▸ Selected text:
++++++++

With all the discussion about Councilman Rick Mariano’s problem, I am amazed that so few have noticed that the councilman’s staff is still providing service to anyone who needs assistance.
Oxford Circle Civic Association (OCCA) wants to extend our sincere thanks to Councilman Mariano’s staff. We appreciate their past and present service. OCCA has had the pleasure of working with staff members Lisa Borine and Carman Sousa, who are always willing to research community concerns. We do not want the staff to be forgotten, as they are still working hard on behalf of our community, and we appreciate the service that we receive. With all the negative news, we feel the staff has been forgotten.
Nancy Hampson
President, OCCA




SEPTA police is not

a security agency

Regarding the article by staff writer Diane Villano (When is a police officer not a police officer?) in the Dec. 8 edition:
Even though the story was very informative, a statement made by Doreen Tucker of the Burlews Detective Agency and reported by Ms. Villano as fact was where Ms. Tucker said that a lot of security agencies have uniforms similar to those of the Philadelphia Police Department, such as SEPTA police officers.
Well, let me enlighten Ms. Tucker, Ms. Villano and your readership. The SEPTA Transit Police Department is NOT a security agency.
The SEPTA Transit Police Department is fully accredited by the Pennsylvania State Police as a law enforcement agency with jurisdiction and police powers in the five-county area in Pennsylvania, parts of Delaware and New Jersey.
The department’s responsibilities are to provide a safe haven for passengers and employees who use the transportation system, enforce federal, state, regional, local laws and ordinances on and around all SEPTA property, bus, trolley, train routes and rights of way.
Members of the department are state commissioned and their police powers are given to them by the governor. Officers receive their police training (known as ACT 120 — MOPEC) at police academies where ALL police are trained and are required to attend yearly state-required training to keep their qualifications current — the same as ALL Pennsylvania police. They are probably the fifth largest police department in the state and one of many police departments that have received state accreditation. Hardly a security agency, I must say!
As far as these security agencies, such as Burlews Detective Agency, and Mr. Howard Rubin — who calls himself a commonwealth patrolman, law enforcement officer — they should be arrested for impersonating a police officer because their patches, parts of their uniforms and badges give the public the perception that they are police, which they are not. They are nothing but private security guards/officers and they do not have any police powers whatsoever.
And why would you as an employee of these security agencies want to have the words "police" or "law enforcement officer" plastered on your back or shoulder patch? That makes you a target for any criminal, and you have no way to call for the police to come to your aid.
Believe me, security is a good thing to have for your business. It does deter some criminals and it is a help to police departments, but you shouldn’t pretend to be or display something that you are not.
Oh, by the way, the Temple Police Department, University of Pennsylvania Police Department, Philadelphia Housing Police Department, U.S. Postal Service Police Department, Federal Police Department, Amtrak Police Department, Delaware Port Authority Police Department, and others I didn’t mention are not security agencies either.
David J. Armitage
Publisher/editor, The Police Shield




Our rep’s a radical

The following is a little reminder to the voters of the 13th Congressional District as to just how radical the incumbent, Allyson Schwartz, really is.
She was one of only three area representatives (the others were Robert Brady and Chaka Fattah) to vote against the Private Property Rights Protection Act, a bill designed to prevent governments from seizing private property for public or other use.
Her (and their) view on the relationship between government and private property is that the ownership of property is conditional and not absolute.
This belief is a variant of an earlier one, put succinctly in the following phrase:
All property relations in the past have continually been subject to historical change consequent upon the change in historical conditions. The author? Karl Marx.

++++++++

▸ Supplied material:

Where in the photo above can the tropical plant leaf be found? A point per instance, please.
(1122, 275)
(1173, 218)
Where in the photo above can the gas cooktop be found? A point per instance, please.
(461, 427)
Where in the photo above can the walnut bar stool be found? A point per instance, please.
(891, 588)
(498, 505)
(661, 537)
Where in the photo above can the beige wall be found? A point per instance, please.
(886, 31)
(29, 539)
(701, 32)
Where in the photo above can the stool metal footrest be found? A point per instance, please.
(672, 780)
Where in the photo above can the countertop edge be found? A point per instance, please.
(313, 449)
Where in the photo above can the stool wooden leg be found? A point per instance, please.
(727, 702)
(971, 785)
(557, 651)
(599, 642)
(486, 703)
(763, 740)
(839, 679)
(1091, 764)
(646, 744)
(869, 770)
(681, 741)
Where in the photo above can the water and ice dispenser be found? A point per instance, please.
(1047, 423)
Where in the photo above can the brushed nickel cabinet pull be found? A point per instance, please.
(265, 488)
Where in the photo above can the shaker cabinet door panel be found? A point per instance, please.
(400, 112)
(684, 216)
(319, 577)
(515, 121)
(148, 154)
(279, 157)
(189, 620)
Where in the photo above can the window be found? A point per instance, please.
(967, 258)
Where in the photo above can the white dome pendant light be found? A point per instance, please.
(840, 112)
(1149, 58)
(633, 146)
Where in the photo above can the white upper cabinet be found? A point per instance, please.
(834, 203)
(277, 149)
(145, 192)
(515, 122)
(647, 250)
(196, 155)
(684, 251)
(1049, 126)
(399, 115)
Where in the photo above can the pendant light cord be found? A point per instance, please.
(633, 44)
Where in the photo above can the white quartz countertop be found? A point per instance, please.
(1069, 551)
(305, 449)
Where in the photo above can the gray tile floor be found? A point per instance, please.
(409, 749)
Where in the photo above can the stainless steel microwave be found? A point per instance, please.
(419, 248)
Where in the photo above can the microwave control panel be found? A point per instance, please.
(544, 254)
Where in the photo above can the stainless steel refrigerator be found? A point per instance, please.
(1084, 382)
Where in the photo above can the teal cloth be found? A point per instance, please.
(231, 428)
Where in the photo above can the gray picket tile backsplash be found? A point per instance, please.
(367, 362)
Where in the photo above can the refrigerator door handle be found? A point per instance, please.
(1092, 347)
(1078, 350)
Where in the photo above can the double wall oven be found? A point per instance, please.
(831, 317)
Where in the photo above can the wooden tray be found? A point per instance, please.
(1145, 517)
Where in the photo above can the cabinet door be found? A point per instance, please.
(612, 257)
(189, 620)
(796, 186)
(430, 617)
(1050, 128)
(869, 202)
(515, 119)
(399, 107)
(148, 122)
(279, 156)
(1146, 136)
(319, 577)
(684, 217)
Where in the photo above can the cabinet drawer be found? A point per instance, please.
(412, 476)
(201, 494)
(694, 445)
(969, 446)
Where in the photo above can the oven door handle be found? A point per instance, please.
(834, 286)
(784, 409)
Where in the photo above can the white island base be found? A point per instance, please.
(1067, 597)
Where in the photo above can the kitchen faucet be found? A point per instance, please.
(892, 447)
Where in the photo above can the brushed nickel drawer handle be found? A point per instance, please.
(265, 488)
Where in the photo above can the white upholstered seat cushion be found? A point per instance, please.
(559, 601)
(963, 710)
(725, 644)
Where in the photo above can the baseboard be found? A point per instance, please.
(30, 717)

++++++++

▸ Exercises:
1. List every police department that the letters name in the sentence beginning "Oh, by the way" as not being a security agency.
2. Rewrite the part of the letters between "She was one" and "or other use.", inclusive, with "seizing" swapped for "taking".

▸ Task-by-task answers:
1.
Temple Police Department
University of Pennsylvania Police Department
Philadelphia Housing Police Department
U.S. Postal Service Police Department
Federal Police Department
Amtrak Police Department
Delaware Port Authority Police Department

2.
She was one of only three area representatives (the others were Robert Brady and Chaka Fattah) to vote against the Private Property Rights Protection Act, a bill designed to prevent governments from taking private property for public or other use.